Rewrite the records below with "Return the mask" replaced by "Output the mask" everywhere it appears, leaving everything else unchanged.

※

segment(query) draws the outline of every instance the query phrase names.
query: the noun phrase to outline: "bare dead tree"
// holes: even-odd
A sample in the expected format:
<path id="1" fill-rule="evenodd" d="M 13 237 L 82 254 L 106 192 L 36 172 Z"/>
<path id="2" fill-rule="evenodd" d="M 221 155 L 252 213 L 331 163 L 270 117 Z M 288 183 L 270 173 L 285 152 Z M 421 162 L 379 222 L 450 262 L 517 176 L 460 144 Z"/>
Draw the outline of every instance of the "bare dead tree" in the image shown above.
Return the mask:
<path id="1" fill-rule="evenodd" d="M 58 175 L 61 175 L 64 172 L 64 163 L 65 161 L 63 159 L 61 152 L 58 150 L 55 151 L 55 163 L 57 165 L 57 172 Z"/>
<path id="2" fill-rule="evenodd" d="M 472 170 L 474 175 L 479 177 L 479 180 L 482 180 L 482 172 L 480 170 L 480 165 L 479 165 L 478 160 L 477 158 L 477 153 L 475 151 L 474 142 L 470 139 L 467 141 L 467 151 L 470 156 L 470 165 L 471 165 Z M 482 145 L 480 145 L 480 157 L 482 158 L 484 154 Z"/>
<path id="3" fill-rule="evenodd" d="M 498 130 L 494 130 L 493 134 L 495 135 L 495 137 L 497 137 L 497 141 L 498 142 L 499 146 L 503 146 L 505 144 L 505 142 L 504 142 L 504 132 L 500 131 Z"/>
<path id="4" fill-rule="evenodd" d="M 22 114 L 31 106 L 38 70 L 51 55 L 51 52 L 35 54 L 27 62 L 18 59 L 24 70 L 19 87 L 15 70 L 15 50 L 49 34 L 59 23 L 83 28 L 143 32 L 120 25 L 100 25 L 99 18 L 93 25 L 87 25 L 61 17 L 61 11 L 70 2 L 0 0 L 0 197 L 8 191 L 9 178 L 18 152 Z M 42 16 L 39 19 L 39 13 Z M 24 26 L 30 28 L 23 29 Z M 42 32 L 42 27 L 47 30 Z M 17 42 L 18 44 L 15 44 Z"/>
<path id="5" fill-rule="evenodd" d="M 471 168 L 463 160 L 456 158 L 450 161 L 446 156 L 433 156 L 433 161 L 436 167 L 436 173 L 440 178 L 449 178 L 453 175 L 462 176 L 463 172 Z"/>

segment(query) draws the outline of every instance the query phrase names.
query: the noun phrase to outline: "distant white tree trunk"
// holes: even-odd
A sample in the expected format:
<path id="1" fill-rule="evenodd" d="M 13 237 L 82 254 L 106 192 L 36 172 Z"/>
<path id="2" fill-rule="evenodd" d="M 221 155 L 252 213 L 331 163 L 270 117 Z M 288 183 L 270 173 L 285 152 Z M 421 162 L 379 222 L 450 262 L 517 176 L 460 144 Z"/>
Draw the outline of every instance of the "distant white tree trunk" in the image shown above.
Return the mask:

※

## WRITTEN ANSWER
segment(query) draws the outline of every instance the query phrase names.
query: the noun phrase to outline: "bare dead tree"
// holes: even-odd
A sample in the expected format:
<path id="1" fill-rule="evenodd" d="M 13 237 L 82 254 L 106 192 L 36 172 Z"/>
<path id="2" fill-rule="evenodd" d="M 221 155 L 252 213 L 331 163 L 270 117 Z M 288 183 L 270 173 L 285 152 Z M 421 162 L 379 222 L 450 262 L 517 176 L 460 144 Z"/>
Draw the outline of every instance of the "bare dead tree" in the image shown above.
Output the mask:
<path id="1" fill-rule="evenodd" d="M 58 175 L 61 175 L 64 172 L 64 163 L 65 161 L 63 159 L 61 152 L 58 150 L 55 151 L 55 163 L 57 165 L 57 172 Z"/>
<path id="2" fill-rule="evenodd" d="M 472 170 L 474 175 L 479 177 L 479 180 L 482 180 L 482 172 L 480 170 L 480 165 L 479 165 L 478 160 L 477 158 L 477 153 L 475 151 L 474 142 L 470 139 L 467 141 L 467 151 L 470 156 L 470 165 L 471 165 Z M 482 145 L 480 145 L 480 157 L 482 158 L 484 154 Z"/>
<path id="3" fill-rule="evenodd" d="M 498 130 L 494 130 L 493 134 L 495 135 L 495 137 L 497 137 L 497 141 L 498 142 L 499 146 L 503 146 L 505 144 L 505 142 L 504 142 L 504 132 L 500 131 Z"/>
<path id="4" fill-rule="evenodd" d="M 22 114 L 31 106 L 38 70 L 51 55 L 51 52 L 35 54 L 27 62 L 18 59 L 24 70 L 19 87 L 15 70 L 15 50 L 49 34 L 59 23 L 83 28 L 143 32 L 120 25 L 100 25 L 99 18 L 93 25 L 87 25 L 61 17 L 61 11 L 70 2 L 0 0 L 0 197 L 8 191 L 9 178 L 18 152 Z M 42 16 L 39 19 L 39 13 Z M 24 26 L 30 28 L 23 29 Z M 42 32 L 42 27 L 47 30 Z M 17 42 L 18 44 L 15 44 Z"/>
<path id="5" fill-rule="evenodd" d="M 471 168 L 463 160 L 456 158 L 450 161 L 446 156 L 433 156 L 433 161 L 436 167 L 436 173 L 440 178 L 449 178 L 453 175 L 462 176 L 463 172 Z"/>

segment(query) draws the outline of every instance the query phrase names.
query: the noun phrase to outline: "distant white tree trunk"
// holes: even-odd
A sample in the expected format:
<path id="1" fill-rule="evenodd" d="M 13 237 L 82 254 L 106 192 L 36 172 Z"/>
<path id="2" fill-rule="evenodd" d="M 221 155 L 252 213 L 331 163 L 270 117 Z M 288 183 L 270 173 L 285 152 Z M 421 162 L 379 222 L 450 262 L 517 176 L 460 144 Z"/>
Draw the outline of every instance of the "distant white tree trunk" in the image shown above.
Output the mask:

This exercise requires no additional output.